TASK PROMPT: All of the data below must be repeated exactly.

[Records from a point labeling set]
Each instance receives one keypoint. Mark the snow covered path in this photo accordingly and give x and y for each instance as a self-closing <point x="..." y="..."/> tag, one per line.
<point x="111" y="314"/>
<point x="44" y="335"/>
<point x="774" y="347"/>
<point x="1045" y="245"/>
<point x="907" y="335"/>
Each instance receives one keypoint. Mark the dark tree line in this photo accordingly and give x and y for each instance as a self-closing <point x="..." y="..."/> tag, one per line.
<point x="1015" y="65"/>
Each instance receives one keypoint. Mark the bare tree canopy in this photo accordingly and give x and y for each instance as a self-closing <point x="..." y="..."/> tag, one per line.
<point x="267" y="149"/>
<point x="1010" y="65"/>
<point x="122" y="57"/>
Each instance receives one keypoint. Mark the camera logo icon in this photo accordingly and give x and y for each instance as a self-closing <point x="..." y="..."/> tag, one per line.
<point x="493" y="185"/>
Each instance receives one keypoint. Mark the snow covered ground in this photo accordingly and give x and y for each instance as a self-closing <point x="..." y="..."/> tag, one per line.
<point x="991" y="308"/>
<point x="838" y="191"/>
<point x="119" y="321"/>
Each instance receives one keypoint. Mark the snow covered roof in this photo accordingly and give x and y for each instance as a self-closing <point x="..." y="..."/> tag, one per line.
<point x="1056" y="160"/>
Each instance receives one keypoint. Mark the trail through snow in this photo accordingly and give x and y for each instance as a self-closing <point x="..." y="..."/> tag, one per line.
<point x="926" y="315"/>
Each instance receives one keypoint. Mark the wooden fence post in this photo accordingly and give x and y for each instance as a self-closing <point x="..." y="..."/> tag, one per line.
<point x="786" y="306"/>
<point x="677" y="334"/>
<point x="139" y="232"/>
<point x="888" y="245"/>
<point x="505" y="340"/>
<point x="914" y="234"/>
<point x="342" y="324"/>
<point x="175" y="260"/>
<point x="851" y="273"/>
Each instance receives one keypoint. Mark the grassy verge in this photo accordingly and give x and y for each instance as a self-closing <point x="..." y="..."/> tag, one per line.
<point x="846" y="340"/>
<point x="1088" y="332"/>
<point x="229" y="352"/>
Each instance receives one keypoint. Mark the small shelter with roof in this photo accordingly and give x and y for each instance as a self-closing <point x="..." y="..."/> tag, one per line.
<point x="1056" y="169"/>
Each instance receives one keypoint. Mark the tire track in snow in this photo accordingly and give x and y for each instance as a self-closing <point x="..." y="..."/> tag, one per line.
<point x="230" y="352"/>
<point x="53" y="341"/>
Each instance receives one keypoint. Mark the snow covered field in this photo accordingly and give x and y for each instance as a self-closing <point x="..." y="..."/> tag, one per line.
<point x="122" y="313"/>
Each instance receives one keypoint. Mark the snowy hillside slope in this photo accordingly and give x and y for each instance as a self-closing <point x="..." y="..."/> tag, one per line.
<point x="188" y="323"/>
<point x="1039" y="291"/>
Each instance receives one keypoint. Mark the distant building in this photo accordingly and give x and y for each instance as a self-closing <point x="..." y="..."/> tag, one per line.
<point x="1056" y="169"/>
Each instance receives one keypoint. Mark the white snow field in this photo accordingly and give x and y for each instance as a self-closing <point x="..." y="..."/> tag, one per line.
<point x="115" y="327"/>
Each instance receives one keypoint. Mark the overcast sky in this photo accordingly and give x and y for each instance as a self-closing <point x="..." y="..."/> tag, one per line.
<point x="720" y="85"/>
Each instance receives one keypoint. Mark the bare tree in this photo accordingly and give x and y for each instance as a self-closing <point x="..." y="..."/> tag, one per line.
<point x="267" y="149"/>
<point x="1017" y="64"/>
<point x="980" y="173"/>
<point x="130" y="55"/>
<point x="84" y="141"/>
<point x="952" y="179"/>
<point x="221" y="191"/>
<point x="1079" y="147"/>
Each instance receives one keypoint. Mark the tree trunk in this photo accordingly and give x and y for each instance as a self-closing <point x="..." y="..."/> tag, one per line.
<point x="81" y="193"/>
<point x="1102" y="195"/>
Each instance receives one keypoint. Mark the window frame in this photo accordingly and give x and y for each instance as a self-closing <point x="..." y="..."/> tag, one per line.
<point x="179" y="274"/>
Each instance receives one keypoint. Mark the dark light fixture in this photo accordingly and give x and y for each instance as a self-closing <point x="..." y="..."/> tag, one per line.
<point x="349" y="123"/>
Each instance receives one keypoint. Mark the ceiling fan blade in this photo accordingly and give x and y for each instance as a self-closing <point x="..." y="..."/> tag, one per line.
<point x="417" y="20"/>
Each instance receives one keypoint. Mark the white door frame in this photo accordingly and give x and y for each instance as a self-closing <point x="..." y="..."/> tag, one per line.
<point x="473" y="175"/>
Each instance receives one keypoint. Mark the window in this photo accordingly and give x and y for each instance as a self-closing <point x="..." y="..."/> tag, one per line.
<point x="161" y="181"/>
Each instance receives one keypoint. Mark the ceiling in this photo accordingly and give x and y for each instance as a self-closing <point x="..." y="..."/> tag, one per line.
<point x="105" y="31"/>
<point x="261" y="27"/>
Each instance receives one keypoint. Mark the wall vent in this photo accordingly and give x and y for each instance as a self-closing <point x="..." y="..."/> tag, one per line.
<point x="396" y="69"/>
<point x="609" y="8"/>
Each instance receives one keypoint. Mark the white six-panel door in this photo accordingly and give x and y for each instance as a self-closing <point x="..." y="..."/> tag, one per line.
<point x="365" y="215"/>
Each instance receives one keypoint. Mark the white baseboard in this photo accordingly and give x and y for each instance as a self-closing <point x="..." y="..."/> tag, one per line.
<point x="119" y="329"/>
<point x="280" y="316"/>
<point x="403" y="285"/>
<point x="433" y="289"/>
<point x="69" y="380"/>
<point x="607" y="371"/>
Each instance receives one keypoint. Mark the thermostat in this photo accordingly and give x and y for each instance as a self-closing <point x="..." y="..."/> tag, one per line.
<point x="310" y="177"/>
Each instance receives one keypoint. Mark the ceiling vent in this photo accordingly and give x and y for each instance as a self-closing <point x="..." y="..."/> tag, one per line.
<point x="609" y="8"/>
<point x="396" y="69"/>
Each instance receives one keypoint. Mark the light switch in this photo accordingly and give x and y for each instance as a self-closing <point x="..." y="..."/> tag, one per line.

IN RESPONSE:
Each instance receives one keypoint. Mark the snow covered path in this photo accordingly and give x and y for each instance as a self-closing <point x="..." y="..."/> tag, one per line.
<point x="111" y="314"/>
<point x="44" y="335"/>
<point x="774" y="347"/>
<point x="1045" y="245"/>
<point x="907" y="335"/>
Each instance receives one keypoint. Mark the dark tree line in this photo accordingly and give x and y for each instance as a self-closing <point x="..." y="..."/> tag, one per line.
<point x="1015" y="65"/>
Each instance receives one keypoint. Mark the bare tree canopy in this photo accordingly and give x and y for each instance as a self-closing <point x="..." y="..."/> tag, one per line.
<point x="267" y="149"/>
<point x="1010" y="65"/>
<point x="122" y="57"/>
Each instance receives one keypoint. Mark the camera logo icon in this photo accordingly and give x and y for each instance as a self-closing <point x="..." y="..."/> tag, one per line.
<point x="493" y="185"/>
Each instance receives one keypoint. Mark the snow covered ground in this photo accordingly and give x and y for each instance as a self-closing <point x="..." y="..."/> tag, one per line.
<point x="991" y="308"/>
<point x="838" y="191"/>
<point x="119" y="321"/>
Each instance receives one keypoint. Mark the snow covered roof in this photo accordingly and give x and y for each instance as a self-closing <point x="..." y="..."/> tag, one per line.
<point x="1056" y="160"/>
Each instance receives one keypoint. Mark the trail through snow in this photo accordingly and give x and y for each instance as a self-closing <point x="..." y="..."/> tag, one per line.
<point x="926" y="315"/>
Each instance receives one keypoint. Mark the wooden fence post in this photo accordingly and give x and y for each instance as a self-closing <point x="..." y="..."/> tag, one per line.
<point x="786" y="306"/>
<point x="677" y="334"/>
<point x="139" y="232"/>
<point x="888" y="245"/>
<point x="505" y="340"/>
<point x="914" y="234"/>
<point x="342" y="324"/>
<point x="175" y="260"/>
<point x="851" y="273"/>
Each instance receives one keypoint. Mark the grassy verge in this photo accordingly and give x and y for each instance as a self-closing <point x="..." y="..."/> tag, one per line.
<point x="846" y="340"/>
<point x="1088" y="332"/>
<point x="229" y="352"/>
Each instance receives one keypoint. Mark the small shelter with roof in this photo accordingly and give x and y for each instance as a self-closing <point x="..." y="..."/> tag, one per line.
<point x="1056" y="169"/>
Each instance receives one keypoint. Mark the tire track in snow in this photo accordingly and give x and y for each instance as a self-closing <point x="..." y="..."/> tag, one per line.
<point x="230" y="352"/>
<point x="53" y="341"/>
Each instance receives one keypoint. Mark the snow covered field in this photo accordingly and give x and y for each instance as a self-closing <point x="..." y="..."/> tag, one per line.
<point x="122" y="313"/>
Each instance receives one keypoint. Mark the snowy hillside slope in this photo accordingly and give x and y for each instance as a self-closing <point x="..." y="..."/> tag, one per line.
<point x="188" y="323"/>
<point x="1039" y="291"/>
Each instance receives one keypoint. Mark the distant building in this photo accordingly and give x and y for each instance as a self-closing <point x="..." y="..."/> tag, one per line.
<point x="1056" y="169"/>
Each instance receives one keypoint. Mark the white snow field in this photo accordingly and give x and y for each instance as a self-closing <point x="..." y="..."/> tag, one per line.
<point x="115" y="327"/>
Each instance receives one keypoint. Mark the overcast sky in this photo accordingly and give x and y for each instance as a self-closing <point x="..." y="..."/> tag, one per line.
<point x="720" y="85"/>
Each instance receives one keypoint. Mark the bare tree in this photo accordingly and give x and y for each instance as a self-closing <point x="..." y="..."/> tag, one per line.
<point x="267" y="149"/>
<point x="1017" y="64"/>
<point x="980" y="173"/>
<point x="130" y="55"/>
<point x="84" y="141"/>
<point x="952" y="179"/>
<point x="221" y="191"/>
<point x="1079" y="147"/>
Each instance receives one keypoint. Mark the tree trunk in this photo accordingly and give x and y for each instance as a self-closing <point x="..." y="..."/> tag, one per line.
<point x="81" y="193"/>
<point x="1102" y="195"/>
Each instance receives one keypoint. Mark the window frame in this photo accordingly and give x and y for each instance as a self-closing <point x="..." y="..."/> tag, one per line.
<point x="179" y="274"/>
Each instance receives one keypoint. Mark the dark light fixture in this photo accordingly and give x and y for each instance as a self-closing <point x="..." y="..."/> tag, one per line.
<point x="349" y="123"/>
Each instance receives one keypoint. Mark the ceiling fan blade in this photo accordingly and give x and y for each instance as a self-closing <point x="..." y="..."/> tag, one per line.
<point x="417" y="20"/>
Each instance receives one keypoint. Mark the white door frame in this photo accordingly and give x and y for each instance as a self-closing <point x="..." y="..."/> tag, one per line.
<point x="473" y="175"/>
Each instance receives one keypoint. Mark the window in this photo accordingly and give x and y for each instance as a self-closing <point x="..." y="..."/> tag, one per line.
<point x="161" y="181"/>
Each instance receives one keypoint. Mark the ceiling in this photo accordingly and give x and y for each instance as a self-closing <point x="..." y="..."/> tag, one per line.
<point x="105" y="31"/>
<point x="261" y="27"/>
Each instance receives one keypoint. Mark the wall vent in this photo accordingly and give x and y for each instance as a self-closing <point x="..." y="..."/> tag, one per line.
<point x="396" y="69"/>
<point x="609" y="8"/>
Each instance receives one keypoint. Mark the white six-panel door in this photo accordingly and give x and y for each instance as a self-closing <point x="..." y="..."/> tag, one per line.
<point x="365" y="215"/>
Each instance receives one keypoint. Mark the white baseboard in this photo accordingly and give x and y for each instance as a self-closing <point x="..." y="..."/> tag, one per line.
<point x="119" y="329"/>
<point x="280" y="316"/>
<point x="403" y="285"/>
<point x="433" y="289"/>
<point x="69" y="380"/>
<point x="607" y="371"/>
Each instance receives one keypoint. Mark the thermostat in this photo accordingly and give x and y for each instance as a self-closing <point x="..." y="..."/> tag, one per line.
<point x="310" y="177"/>
Each instance receives one keypoint. Mark the ceiling vent in this photo accordingly and give x and y for each instance as a self-closing <point x="..." y="..."/> tag, one per line.
<point x="609" y="8"/>
<point x="396" y="69"/>
Each instance receives one keypoint. Mark the light switch in this photo accordingly and give x and y for each instance as a self-closing <point x="..." y="..."/> tag, one per line.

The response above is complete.